Task to complete >> Copy every line of the listing below without changing a word, and leave the pictures out.

Material provided >>

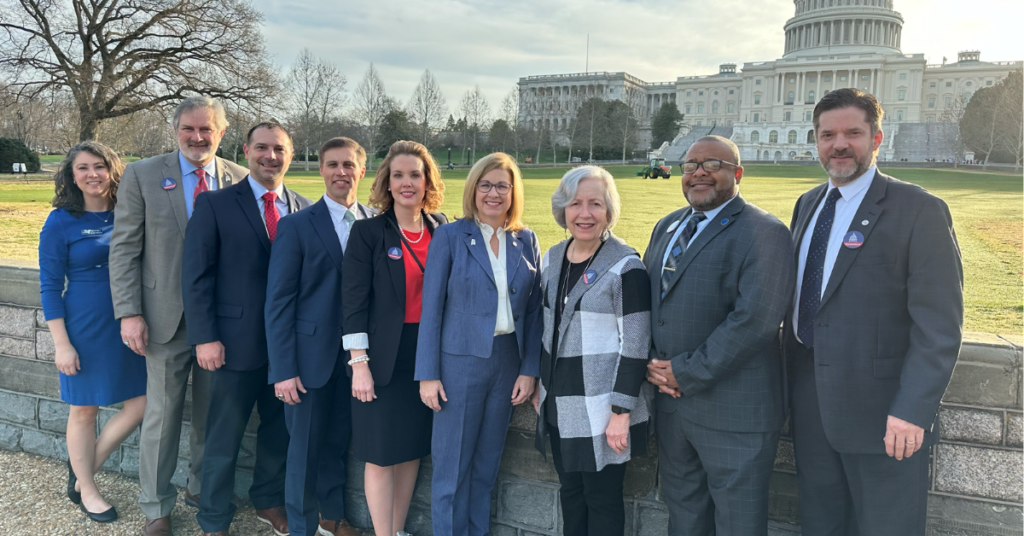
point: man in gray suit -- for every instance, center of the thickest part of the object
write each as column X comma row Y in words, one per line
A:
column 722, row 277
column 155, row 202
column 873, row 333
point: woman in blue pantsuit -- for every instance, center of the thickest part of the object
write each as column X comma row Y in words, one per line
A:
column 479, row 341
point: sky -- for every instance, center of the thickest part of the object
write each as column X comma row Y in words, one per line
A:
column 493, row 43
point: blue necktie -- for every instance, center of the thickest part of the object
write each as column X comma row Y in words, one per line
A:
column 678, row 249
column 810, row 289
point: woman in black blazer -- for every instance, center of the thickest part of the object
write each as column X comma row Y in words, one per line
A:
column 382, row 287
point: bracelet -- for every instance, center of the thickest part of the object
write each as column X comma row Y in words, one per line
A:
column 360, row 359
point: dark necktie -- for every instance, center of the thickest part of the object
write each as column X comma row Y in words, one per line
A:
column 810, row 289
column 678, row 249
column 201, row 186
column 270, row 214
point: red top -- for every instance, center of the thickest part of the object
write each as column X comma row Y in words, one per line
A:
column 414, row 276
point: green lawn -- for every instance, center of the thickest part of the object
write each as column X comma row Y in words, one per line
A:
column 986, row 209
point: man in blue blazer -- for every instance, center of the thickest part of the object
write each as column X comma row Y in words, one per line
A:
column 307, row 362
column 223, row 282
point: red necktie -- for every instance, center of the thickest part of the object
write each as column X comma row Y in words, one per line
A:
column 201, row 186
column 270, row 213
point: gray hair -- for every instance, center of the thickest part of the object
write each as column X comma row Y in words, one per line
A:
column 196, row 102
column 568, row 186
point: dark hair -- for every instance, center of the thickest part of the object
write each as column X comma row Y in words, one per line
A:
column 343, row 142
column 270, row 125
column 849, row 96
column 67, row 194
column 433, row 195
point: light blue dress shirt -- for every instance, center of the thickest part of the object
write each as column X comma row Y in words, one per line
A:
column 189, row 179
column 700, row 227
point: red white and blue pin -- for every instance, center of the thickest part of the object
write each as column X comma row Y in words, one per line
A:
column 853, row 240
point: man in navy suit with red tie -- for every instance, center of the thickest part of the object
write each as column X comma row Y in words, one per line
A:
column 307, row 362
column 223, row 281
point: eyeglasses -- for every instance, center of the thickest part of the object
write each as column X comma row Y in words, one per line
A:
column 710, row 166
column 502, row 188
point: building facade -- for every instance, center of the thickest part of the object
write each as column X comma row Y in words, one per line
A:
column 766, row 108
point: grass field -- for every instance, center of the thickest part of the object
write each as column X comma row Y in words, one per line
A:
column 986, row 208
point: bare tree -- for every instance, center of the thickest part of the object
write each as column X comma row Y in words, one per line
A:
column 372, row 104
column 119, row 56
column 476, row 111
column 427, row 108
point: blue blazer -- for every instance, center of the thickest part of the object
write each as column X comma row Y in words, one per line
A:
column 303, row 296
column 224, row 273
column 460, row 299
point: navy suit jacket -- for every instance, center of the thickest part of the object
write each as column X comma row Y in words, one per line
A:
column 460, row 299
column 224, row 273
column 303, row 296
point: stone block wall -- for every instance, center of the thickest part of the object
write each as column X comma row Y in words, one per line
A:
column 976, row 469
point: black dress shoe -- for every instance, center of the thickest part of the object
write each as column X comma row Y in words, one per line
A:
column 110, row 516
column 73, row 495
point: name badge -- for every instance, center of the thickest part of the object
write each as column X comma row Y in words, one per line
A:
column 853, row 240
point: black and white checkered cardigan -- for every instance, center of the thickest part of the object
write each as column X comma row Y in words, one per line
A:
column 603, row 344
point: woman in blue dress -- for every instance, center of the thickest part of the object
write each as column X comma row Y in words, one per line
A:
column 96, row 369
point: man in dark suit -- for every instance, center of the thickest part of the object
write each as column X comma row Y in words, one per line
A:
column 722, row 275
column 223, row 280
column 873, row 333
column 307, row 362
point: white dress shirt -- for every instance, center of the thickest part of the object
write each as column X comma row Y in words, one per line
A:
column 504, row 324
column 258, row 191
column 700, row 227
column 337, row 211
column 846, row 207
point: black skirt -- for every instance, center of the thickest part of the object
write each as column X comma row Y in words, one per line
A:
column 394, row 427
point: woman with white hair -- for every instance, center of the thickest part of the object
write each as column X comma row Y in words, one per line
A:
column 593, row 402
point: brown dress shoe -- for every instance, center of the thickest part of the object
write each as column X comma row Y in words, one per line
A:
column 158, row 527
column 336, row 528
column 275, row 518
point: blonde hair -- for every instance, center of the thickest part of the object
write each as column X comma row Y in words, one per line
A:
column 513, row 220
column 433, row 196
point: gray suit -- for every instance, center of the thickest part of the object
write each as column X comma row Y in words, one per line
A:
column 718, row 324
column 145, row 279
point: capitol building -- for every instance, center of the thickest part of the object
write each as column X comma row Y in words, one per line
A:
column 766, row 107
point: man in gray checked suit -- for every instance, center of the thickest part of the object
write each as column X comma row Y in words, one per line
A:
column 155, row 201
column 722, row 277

Finished exercise >>
point: man in gray suit -- for every instance, center of the thickest part of the object
write each as column X comma row Y in words, one per line
A:
column 722, row 277
column 155, row 202
column 873, row 333
point: woman in blue pantsuit -- for every instance, center of the thickest part of the object
write each as column X comma row Y in words, one per line
A:
column 479, row 341
point: sky -- for every instance, center of the thickest part of the object
write each as column X comma row Y in words, one per line
A:
column 493, row 43
point: blue necktie -- for every instance, center of the thickest part of the object
write each as column X comma row Y in words, one per line
A:
column 678, row 249
column 810, row 289
point: woman in black blazer -- for every instance, center of the thickest part of the object
write each as column X comma row Y in words, one per line
A:
column 382, row 287
point: bracelet -- for every instance, center of the thickest part of the object
write each as column X comma row Y in words, one per line
A:
column 360, row 359
point: dark necktie -- for every instance, center of the thickest part of the object
write each as column X comma row Y in words, one per line
A:
column 810, row 289
column 678, row 249
column 201, row 186
column 270, row 214
point: red top -- for every instance, center of the thickest part of the object
write each as column X comma row Y in words, one per line
A:
column 414, row 276
point: green lawn -- for every instance, center of the thickest part of the object
write each as column X comma row Y in words, one per line
A:
column 986, row 209
point: man in blue blazer -- for every instance, center of the thickest part of the object
write each as column X comma row Y in words, one per line
A:
column 307, row 362
column 223, row 282
point: red necktie -- for every instance, center of the thickest part of the object
write each as column X comma row Y in words, one per line
A:
column 201, row 186
column 270, row 213
point: gray hair -- for every instance, center of the thickest part of the object
write each as column X comma row Y in words, one per line
A:
column 196, row 102
column 568, row 186
point: dark hair -- for every instance, center of the thickest part of the object
write each as column X comma row Y in words, one per line
A:
column 343, row 142
column 270, row 125
column 849, row 96
column 67, row 194
column 433, row 195
point: light blue dress shirt -- for every instance, center of the thickest part of the object
write each as column X comma row Y in words, one per line
A:
column 189, row 179
column 700, row 227
point: red white and blue pin -- for every instance, center of the thickest part of the object
write each as column X comma row Y in words, one per line
A:
column 853, row 240
point: man in navy suit with red tie -- for every instance, center of the thickest part of the object
write each as column X comma row Y in words, one per line
A:
column 307, row 362
column 223, row 281
point: eyeglasses -- for every instance, center of the thickest part of the object
write each as column X comma row Y in words, one per line
A:
column 710, row 166
column 502, row 188
point: building facade -- for every instance, center of the thickest part of the object
write each as column X comma row Y in words, one per line
A:
column 766, row 108
point: grass field -- for every instance, center of the thickest part of the object
write each as column X comma row Y in words, one per line
A:
column 986, row 208
point: bare tree -- for every instance, center of the thickest part of the object
write each as column X comma row Y in words, one per line
A:
column 372, row 104
column 119, row 56
column 476, row 111
column 427, row 108
point: blue blazer -- for every instance, center of the thickest part of the object
write each as column X comma row Y in words, one per line
A:
column 303, row 296
column 224, row 273
column 460, row 299
point: navy suit jacket -- for every instance, center of the thickest part of the object
write each as column X comma row Y in words, one per line
A:
column 460, row 299
column 224, row 273
column 303, row 296
point: stone block wall -- for every instance, center of the thickest part of the object
write each as column X comma row Y in words, one per line
A:
column 976, row 469
point: black dress shoe -- for every instance, center of the thickest part of the object
write each as column X comma row Y in words, one per line
A:
column 110, row 516
column 73, row 495
point: name badge -- for every instance, center of the thickest part of the object
write each as column X comma row Y in words, one per line
A:
column 853, row 240
point: black and white checkered cardigan -- for every instance, center of the thickest part of the object
write each as column X comma row Y in words, one per line
A:
column 603, row 344
point: woman in blue dress -- for every instance, center of the thickest part of the object
write each as column X comma row Y in words, one per line
A:
column 96, row 369
point: man in dark suit -- for every instance, center of the thickest part of the object
write each as column X comma row Y in words, one per line
A:
column 722, row 275
column 223, row 280
column 873, row 333
column 307, row 362
point: white dress shirt -- for every instance, center of the thickest part of the object
write each as column X comma row Y in words, one per line
A:
column 504, row 324
column 258, row 191
column 700, row 227
column 337, row 211
column 846, row 207
point: black skirt -- for every instance, center of the thickest part of the object
write each as column X comma row Y in words, one per line
A:
column 394, row 427
point: woman with white hair -- for every instance, center of the thickest part of the object
write each as column X comma row Y in words, one per line
A:
column 593, row 402
point: brown dress shoe -- for every instance, center of the thickest part of the object
write each as column X comma row Y in words, one per line
A:
column 158, row 527
column 336, row 528
column 275, row 518
point: blonde hair -- for every instance, center of the thickest part of the object
write each as column X comma row Y in words, one per line
A:
column 513, row 220
column 433, row 196
point: gray suit -- for every instance, center of the thickest part of the object
write each as column X comma row Y in words, one per line
A:
column 718, row 324
column 145, row 279
point: capitol building -- for every instance, center of the thickest part of the object
write each as column X comma row Y in words, one per line
A:
column 766, row 107
point: man in gray checked suit -- for every instance, center of the thickest part of the object
write each as column X comma row Y in words, one per line
A:
column 155, row 201
column 722, row 277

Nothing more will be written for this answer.